Anytime your vinyl is going to be heated to conform, you need to use a cast film. Period.
Here's what happened.. you installed and heated calendered film into place.. you may have even heat set the vinyl if you're a properly trained wrapper. Probably looked great, and likely stayed that way for a bit.. but over time the calendered vinyl was slowly reset to its original flat shape by heating and cooling combined with its own stored energy. The design's dark image helped this by heating up in the sun. A dark surface can easily reach 130+ degrees in the day, and guess what... that's the thermal setpoint for vinyl wraps and the adhesives.
Knowing why it failed will make you feel better -
Calendered films are made by melting vinyl pellets to a low "glass transition" temperature of about 350 degrees, then extruding the soft vinyl and squishing repeatedly between multiple calender rollers making it thinner at each pass.. that's why its called "calendered". Each pass squishes the film and causes the polymer chains to spread apart a bit side to side.. and that stores up spring like energy along the direction of the stretching deformation. The calendering machines are fairly small, and cheap, and the process is reliable. But the vinyl polymer has been thermally and physically forced to be flat and will always try to return to its natural low energy state.

Material provided:

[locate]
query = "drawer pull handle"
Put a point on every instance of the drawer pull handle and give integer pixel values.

Written task: Could you pick up the passage about calendered vinyl wrap film after its last sentence and keep writing it?

Response to this exercise:
Cast vinyl, on the other hand, is made by melting pvc to a higher molten state (likely over 450F) and flowing the hot liquid out to be a flat sheet, and cooling it uniformly over long conveyors. Big, expensive process but best product and a stable unstressed film since it was cast flat from molten liquid (thus "cast vinyl").
Because the thermoformed calendered vinyls never reach the molten point, they have a lot of stored energy between the polymer chains, enough to shear the adhesive/vinyl bond if given the chance. As such the vinyl ALWAYS wants to return to its original shape. That's why calendered vinyls shrink and when they do they leave glue behind. And thats why your vinyl pulled away, it returned to its natural shape helped y the dark image and time.
Good luck on the repair, and sorry about the glue removal that's likely in your future..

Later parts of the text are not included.